Start of Task data

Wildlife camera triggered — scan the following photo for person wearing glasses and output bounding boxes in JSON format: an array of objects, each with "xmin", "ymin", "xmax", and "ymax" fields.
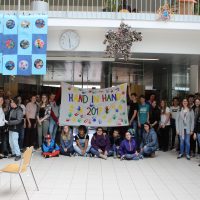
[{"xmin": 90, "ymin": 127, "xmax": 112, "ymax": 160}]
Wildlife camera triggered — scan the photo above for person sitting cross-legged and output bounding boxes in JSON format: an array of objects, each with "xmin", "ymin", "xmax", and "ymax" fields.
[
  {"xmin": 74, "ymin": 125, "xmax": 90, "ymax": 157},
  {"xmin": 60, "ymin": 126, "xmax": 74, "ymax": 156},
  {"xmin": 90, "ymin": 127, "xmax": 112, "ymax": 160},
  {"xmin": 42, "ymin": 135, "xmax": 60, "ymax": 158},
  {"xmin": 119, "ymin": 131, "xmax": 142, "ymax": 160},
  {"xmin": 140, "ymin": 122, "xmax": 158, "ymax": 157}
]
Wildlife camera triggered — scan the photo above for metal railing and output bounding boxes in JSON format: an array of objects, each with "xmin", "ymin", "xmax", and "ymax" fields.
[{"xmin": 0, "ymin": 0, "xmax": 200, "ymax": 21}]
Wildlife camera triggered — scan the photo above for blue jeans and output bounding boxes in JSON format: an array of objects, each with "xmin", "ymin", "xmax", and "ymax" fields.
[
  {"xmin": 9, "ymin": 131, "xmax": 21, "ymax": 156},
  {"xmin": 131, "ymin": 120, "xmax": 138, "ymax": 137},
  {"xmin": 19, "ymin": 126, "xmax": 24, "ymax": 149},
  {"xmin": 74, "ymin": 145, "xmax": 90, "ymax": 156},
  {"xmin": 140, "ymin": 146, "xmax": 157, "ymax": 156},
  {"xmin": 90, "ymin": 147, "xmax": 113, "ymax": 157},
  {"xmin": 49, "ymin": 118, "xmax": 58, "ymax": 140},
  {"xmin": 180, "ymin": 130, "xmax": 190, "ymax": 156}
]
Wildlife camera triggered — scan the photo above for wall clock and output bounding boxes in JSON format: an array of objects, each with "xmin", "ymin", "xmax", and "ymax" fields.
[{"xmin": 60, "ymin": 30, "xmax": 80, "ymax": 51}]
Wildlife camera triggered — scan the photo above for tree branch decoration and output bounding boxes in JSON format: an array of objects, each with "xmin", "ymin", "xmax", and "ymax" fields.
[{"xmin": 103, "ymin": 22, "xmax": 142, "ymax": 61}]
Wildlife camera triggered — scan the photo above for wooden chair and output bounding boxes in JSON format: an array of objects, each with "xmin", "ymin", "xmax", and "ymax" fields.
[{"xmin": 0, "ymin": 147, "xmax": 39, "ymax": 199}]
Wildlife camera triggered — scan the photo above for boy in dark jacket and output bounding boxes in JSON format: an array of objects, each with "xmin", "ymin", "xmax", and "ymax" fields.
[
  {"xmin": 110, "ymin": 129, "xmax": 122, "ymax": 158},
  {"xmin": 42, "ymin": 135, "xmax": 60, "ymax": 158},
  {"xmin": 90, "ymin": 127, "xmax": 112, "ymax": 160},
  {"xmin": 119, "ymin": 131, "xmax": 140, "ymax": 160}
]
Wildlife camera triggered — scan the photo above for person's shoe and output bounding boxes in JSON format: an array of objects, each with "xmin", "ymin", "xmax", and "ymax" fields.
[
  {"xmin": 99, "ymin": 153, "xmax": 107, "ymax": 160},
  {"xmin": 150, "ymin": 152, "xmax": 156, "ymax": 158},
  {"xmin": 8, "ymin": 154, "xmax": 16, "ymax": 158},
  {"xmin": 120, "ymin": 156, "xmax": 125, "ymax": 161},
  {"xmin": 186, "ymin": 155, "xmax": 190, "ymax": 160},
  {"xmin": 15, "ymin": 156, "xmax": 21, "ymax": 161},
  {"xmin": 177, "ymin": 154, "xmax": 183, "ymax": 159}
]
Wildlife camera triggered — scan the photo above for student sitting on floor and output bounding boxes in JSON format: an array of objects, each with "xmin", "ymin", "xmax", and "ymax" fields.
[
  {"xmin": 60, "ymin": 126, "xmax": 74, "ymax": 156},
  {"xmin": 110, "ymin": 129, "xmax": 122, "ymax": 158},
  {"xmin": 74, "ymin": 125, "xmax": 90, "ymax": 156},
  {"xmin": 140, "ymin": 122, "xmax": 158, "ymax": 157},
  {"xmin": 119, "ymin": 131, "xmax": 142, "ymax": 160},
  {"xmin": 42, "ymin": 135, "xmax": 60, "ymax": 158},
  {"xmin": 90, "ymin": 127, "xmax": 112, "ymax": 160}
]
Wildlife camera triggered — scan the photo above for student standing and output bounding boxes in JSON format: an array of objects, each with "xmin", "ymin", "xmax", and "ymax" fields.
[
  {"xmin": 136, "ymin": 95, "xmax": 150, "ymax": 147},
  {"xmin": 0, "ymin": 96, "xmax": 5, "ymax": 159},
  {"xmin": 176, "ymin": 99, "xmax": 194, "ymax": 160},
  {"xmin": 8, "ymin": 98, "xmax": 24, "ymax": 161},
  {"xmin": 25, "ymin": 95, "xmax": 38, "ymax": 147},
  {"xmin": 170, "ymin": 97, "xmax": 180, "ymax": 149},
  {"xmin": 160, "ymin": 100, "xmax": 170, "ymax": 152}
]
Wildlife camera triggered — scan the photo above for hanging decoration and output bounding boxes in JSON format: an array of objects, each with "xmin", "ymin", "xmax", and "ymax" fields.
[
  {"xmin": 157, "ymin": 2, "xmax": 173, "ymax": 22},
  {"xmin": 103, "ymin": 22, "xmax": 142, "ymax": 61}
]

End of Task data

Exercise description>
Please rewrite all of the material above as a numbered list, one line per entry, skipping blank lines and leaving the pictures out.

Completed task>
1. Wildlife camera triggered — scan the following photo for person wearing glasses and output bounding boxes in JSON format: an array of objects, each with "xmin", "ymin", "xmax", and "ymax" fields.
2. [{"xmin": 90, "ymin": 127, "xmax": 112, "ymax": 160}]
3. Wildlife camera triggered — scan the photo above for person sitting cross-legged and output bounding boxes in JSON format: an array of objects, each with "xmin", "ymin", "xmax", and "ymax" fields.
4. [
5.   {"xmin": 74, "ymin": 125, "xmax": 90, "ymax": 157},
6.   {"xmin": 60, "ymin": 126, "xmax": 74, "ymax": 156},
7.   {"xmin": 90, "ymin": 127, "xmax": 112, "ymax": 160},
8.   {"xmin": 42, "ymin": 135, "xmax": 60, "ymax": 158},
9.   {"xmin": 119, "ymin": 131, "xmax": 142, "ymax": 160},
10.   {"xmin": 140, "ymin": 122, "xmax": 158, "ymax": 157}
11. ]
12. Wildlife camera triggered — scan the photo above for metal railing and output bounding boxes in JSON format: an array of objects, each with "xmin", "ymin", "xmax", and "ymax" fields.
13. [{"xmin": 0, "ymin": 0, "xmax": 200, "ymax": 21}]
14. Wildlife camera triggered — scan the photo above for blue jeans and output bounding boxes in JSON format: an array of objects, each with "xmin", "ymin", "xmax", and "ymax" fields.
15. [
16.   {"xmin": 9, "ymin": 131, "xmax": 21, "ymax": 156},
17.   {"xmin": 131, "ymin": 120, "xmax": 138, "ymax": 137},
18.   {"xmin": 19, "ymin": 126, "xmax": 24, "ymax": 149},
19.   {"xmin": 74, "ymin": 145, "xmax": 90, "ymax": 156},
20.   {"xmin": 140, "ymin": 146, "xmax": 157, "ymax": 156},
21.   {"xmin": 90, "ymin": 147, "xmax": 113, "ymax": 157},
22.   {"xmin": 49, "ymin": 118, "xmax": 58, "ymax": 140},
23.   {"xmin": 180, "ymin": 130, "xmax": 190, "ymax": 156}
24. ]
25. Wildlife camera triggered — scan the photo above for wall clock and output bounding boxes in JSON format: an array of objects, each with "xmin", "ymin", "xmax", and "ymax" fields.
26. [{"xmin": 60, "ymin": 30, "xmax": 80, "ymax": 51}]
27. Wildlife camera triggered — scan the photo above for tree branch decoration and output bounding boxes in JSON format: an array of objects, each with "xmin", "ymin", "xmax", and "ymax" fields.
28. [{"xmin": 103, "ymin": 22, "xmax": 142, "ymax": 61}]
29. Wildlife camera triggered — scan the photo above for wooden chair and output bounding boxes in JSON format: an array of objects, each with "xmin", "ymin", "xmax", and "ymax" fields.
30. [{"xmin": 0, "ymin": 147, "xmax": 39, "ymax": 199}]
31. Wildlife camera triggered — scan the photo above for boy in dark jacket and output bounding boxes in JSON format: an array of objects, each with "xmin", "ymin", "xmax", and "ymax" fields.
32. [
33.   {"xmin": 110, "ymin": 129, "xmax": 122, "ymax": 158},
34.   {"xmin": 42, "ymin": 135, "xmax": 60, "ymax": 158},
35.   {"xmin": 90, "ymin": 127, "xmax": 112, "ymax": 160},
36.   {"xmin": 119, "ymin": 131, "xmax": 140, "ymax": 160}
37. ]
38. Wildlife camera triggered — scan the photo above for person's shoe and output bounding boxes in JSON format: an array of objects, each with "xmin", "ymin", "xmax", and "ymax" fields.
39. [
40.   {"xmin": 99, "ymin": 153, "xmax": 107, "ymax": 160},
41.   {"xmin": 150, "ymin": 152, "xmax": 156, "ymax": 158},
42.   {"xmin": 8, "ymin": 154, "xmax": 16, "ymax": 158},
43.   {"xmin": 120, "ymin": 156, "xmax": 125, "ymax": 161},
44.   {"xmin": 186, "ymin": 155, "xmax": 190, "ymax": 160},
45.   {"xmin": 15, "ymin": 156, "xmax": 21, "ymax": 161},
46.   {"xmin": 177, "ymin": 154, "xmax": 183, "ymax": 159}
47. ]
48. Wildlife camera triggered — scan the photo above for student sitting on floor and output bounding boxes in JSON format: an array of objects, each with "xmin", "ymin", "xmax", and "ymax" fields.
49. [
50.   {"xmin": 60, "ymin": 126, "xmax": 74, "ymax": 156},
51.   {"xmin": 110, "ymin": 129, "xmax": 122, "ymax": 158},
52.   {"xmin": 74, "ymin": 125, "xmax": 90, "ymax": 156},
53.   {"xmin": 140, "ymin": 122, "xmax": 158, "ymax": 157},
54.   {"xmin": 119, "ymin": 131, "xmax": 142, "ymax": 160},
55.   {"xmin": 42, "ymin": 135, "xmax": 60, "ymax": 158},
56.   {"xmin": 90, "ymin": 127, "xmax": 112, "ymax": 160}
57. ]
58. Wildlife camera triggered — scan the photo above for student standing and output bounding boxes in JSON format: an array of objects, each with "xmin", "ymin", "xmax", and "ymax" fields.
59. [
60.   {"xmin": 136, "ymin": 95, "xmax": 150, "ymax": 147},
61.   {"xmin": 0, "ymin": 96, "xmax": 5, "ymax": 159},
62.   {"xmin": 176, "ymin": 99, "xmax": 194, "ymax": 160},
63.   {"xmin": 8, "ymin": 98, "xmax": 24, "ymax": 161},
64.   {"xmin": 25, "ymin": 95, "xmax": 38, "ymax": 147},
65.   {"xmin": 170, "ymin": 97, "xmax": 180, "ymax": 149},
66.   {"xmin": 160, "ymin": 100, "xmax": 170, "ymax": 152}
67. ]
68. Wildlife camera triggered — scan the photo above for hanging decoration and output bounding boxes in JSON format: an array of objects, each with "xmin", "ymin", "xmax", and "ymax" fields.
69. [
70.   {"xmin": 157, "ymin": 2, "xmax": 173, "ymax": 22},
71.   {"xmin": 103, "ymin": 22, "xmax": 142, "ymax": 61}
72. ]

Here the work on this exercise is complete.